→ **Exercise prompt**
In the case report on the brainstem metastasis, what total dose did the patient receive during GKRS?

→ **Text provided**
§ §

In the present case, the patient was initially diagnosed based on clinical and neuroimaging assessments performed at the Department of Neurosurgery, The Affiliated Hospital of Beihua University. Consistent with the standard treatment of irradiation of brain metastases, the patient underwent GKRS of the brainstem metastasis over 40 days with a total dose of 54.0 Gy. This dose was deemed appropriate based on the study by Maranzano et al (22), who reported that the brain tolerated a single course of radiotherapy of 50–60 Gy in 2 Gy daily fractions. However, in the current case, MRI performed three months following GKRS showed an increase in the size of the cystic mass. The patient was therefore referred to the China-Japan Union Hospital of Jilin University for further treatment.
As part of the clinical evaluation, it was critical to determine whether the mass was a metastatic growth or a high-grade glioma. Server et al (23) reported that MRS may be utilized to differentiate high-grade glioma from metastases, particularly when the performed in conjunction with measurement of the peritumoral Cho/NAA ratio, which has a high sensitivity (100%). In the current case, the results of these tests indicated the presence of a metastatic carcinoma.

§ §

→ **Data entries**

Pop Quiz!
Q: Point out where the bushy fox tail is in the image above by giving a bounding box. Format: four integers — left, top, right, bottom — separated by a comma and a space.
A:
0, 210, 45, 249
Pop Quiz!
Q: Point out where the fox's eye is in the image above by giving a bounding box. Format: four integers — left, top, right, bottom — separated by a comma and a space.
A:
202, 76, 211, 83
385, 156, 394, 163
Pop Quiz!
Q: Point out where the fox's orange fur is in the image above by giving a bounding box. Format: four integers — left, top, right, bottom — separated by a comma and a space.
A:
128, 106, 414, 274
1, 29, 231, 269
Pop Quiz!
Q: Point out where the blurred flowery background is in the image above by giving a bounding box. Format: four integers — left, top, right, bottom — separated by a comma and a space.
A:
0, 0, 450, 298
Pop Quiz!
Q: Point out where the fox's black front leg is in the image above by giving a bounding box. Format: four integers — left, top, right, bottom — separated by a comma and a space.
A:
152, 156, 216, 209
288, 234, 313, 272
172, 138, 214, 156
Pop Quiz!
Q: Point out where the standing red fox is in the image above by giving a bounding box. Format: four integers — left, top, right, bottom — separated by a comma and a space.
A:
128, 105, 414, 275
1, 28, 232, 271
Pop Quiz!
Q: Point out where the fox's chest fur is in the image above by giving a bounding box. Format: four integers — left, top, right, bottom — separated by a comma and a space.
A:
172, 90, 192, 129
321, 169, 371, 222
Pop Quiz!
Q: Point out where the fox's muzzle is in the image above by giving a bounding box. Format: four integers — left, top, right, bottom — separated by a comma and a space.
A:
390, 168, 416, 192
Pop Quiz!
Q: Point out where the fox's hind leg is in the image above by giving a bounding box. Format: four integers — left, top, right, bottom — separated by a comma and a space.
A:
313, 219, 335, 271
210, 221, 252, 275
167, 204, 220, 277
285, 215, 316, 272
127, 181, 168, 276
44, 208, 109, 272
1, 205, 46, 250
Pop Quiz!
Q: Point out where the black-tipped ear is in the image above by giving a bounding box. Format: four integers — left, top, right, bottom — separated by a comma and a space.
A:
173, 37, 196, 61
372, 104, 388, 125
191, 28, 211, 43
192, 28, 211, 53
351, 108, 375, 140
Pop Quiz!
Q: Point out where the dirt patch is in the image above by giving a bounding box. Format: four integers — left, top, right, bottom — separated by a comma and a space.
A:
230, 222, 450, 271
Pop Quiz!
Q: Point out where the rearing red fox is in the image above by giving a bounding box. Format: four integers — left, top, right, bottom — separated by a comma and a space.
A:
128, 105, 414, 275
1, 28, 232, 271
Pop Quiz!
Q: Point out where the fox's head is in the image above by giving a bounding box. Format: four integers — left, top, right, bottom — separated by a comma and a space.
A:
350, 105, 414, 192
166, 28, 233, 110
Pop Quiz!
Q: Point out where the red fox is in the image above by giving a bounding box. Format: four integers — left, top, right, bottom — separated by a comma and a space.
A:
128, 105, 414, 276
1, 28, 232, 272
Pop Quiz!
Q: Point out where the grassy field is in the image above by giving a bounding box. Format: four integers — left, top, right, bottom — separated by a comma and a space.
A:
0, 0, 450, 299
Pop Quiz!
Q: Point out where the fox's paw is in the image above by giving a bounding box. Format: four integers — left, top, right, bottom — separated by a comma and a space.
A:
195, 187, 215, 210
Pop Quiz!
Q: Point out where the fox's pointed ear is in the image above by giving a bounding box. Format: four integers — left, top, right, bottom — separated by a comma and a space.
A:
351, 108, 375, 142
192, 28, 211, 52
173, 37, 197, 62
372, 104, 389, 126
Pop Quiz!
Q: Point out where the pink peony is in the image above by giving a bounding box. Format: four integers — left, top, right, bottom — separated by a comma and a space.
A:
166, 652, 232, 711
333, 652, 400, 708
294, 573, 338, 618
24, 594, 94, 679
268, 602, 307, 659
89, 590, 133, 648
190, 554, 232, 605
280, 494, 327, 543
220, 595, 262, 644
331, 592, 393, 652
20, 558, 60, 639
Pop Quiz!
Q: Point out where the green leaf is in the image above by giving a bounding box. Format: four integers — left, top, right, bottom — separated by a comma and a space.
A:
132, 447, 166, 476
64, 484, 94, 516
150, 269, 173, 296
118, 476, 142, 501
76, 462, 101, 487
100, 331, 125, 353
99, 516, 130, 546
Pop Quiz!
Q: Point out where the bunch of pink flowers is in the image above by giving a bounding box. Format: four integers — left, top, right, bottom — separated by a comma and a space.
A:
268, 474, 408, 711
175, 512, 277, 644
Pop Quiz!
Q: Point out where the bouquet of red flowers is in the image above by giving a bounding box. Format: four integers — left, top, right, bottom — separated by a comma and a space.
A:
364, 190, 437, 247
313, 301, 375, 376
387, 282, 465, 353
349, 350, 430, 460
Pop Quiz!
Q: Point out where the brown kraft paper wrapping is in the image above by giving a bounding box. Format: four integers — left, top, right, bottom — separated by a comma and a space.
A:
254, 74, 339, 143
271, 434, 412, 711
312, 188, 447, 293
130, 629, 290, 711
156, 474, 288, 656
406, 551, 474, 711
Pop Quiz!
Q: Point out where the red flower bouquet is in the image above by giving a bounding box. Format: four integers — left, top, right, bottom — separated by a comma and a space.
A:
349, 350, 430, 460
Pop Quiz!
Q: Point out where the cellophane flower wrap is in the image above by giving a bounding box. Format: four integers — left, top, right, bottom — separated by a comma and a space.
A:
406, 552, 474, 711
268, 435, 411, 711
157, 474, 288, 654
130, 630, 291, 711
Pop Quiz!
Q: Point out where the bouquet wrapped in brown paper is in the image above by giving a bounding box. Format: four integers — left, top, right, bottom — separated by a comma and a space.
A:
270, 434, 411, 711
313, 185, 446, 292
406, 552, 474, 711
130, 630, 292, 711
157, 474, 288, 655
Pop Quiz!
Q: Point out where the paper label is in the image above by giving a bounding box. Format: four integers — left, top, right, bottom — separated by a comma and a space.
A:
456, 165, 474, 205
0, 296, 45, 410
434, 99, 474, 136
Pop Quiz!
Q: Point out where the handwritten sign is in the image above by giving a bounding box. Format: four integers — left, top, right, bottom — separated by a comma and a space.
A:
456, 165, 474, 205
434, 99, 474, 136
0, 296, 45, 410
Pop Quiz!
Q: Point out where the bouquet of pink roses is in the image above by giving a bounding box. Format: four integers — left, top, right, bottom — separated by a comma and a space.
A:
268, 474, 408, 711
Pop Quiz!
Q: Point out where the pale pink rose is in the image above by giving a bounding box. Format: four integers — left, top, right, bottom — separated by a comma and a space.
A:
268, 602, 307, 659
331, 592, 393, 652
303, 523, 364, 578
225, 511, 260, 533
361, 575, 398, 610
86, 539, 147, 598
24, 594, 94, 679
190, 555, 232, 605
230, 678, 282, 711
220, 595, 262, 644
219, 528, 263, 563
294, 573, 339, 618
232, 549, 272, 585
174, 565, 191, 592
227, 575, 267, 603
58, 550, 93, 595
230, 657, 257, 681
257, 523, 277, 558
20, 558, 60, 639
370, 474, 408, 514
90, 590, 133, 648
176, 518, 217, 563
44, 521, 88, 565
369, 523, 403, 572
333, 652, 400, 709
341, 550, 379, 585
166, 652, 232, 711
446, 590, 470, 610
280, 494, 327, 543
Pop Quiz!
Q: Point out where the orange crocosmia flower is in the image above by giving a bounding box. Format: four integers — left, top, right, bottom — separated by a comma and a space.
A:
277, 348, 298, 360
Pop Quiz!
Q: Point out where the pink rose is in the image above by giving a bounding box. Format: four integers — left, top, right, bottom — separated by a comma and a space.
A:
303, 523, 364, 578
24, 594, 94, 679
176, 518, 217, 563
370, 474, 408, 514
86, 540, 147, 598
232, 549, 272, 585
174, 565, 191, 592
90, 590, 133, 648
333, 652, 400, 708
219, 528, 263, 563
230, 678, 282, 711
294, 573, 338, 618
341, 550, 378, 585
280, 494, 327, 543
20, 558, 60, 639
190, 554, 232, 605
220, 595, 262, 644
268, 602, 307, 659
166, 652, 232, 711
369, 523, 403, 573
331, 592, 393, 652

§ §

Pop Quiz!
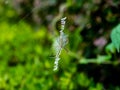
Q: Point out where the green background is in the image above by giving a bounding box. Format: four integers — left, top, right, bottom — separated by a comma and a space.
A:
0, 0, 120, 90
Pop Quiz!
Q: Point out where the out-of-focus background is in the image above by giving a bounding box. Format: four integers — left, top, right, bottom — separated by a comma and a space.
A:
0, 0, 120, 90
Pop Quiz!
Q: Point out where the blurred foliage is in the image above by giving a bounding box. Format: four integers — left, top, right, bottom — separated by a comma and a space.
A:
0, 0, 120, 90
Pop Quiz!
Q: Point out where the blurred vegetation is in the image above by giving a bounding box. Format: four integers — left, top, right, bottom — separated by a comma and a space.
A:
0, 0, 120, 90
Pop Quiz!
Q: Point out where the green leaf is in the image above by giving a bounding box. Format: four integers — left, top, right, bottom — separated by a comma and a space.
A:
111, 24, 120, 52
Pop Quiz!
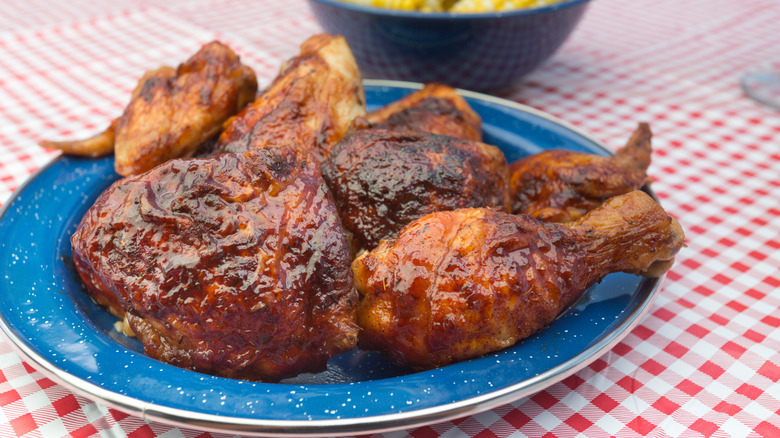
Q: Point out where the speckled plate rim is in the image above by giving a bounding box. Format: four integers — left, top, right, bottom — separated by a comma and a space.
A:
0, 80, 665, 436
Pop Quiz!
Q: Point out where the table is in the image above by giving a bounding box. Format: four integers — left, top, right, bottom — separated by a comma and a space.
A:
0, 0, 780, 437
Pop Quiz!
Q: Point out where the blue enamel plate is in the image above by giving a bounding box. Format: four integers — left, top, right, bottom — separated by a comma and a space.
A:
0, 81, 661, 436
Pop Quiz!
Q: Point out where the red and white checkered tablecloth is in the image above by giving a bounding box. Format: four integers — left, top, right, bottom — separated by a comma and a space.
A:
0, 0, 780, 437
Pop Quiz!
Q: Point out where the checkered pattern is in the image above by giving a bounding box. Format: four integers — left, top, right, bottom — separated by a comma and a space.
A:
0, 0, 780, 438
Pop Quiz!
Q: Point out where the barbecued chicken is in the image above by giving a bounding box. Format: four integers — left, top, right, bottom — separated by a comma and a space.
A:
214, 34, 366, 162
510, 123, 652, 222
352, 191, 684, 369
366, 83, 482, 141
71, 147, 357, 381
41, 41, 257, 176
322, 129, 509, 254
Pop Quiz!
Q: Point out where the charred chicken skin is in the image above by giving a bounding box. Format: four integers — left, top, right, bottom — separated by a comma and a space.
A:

§ §

→ **Response**
54.0 Gy, given over 40 days.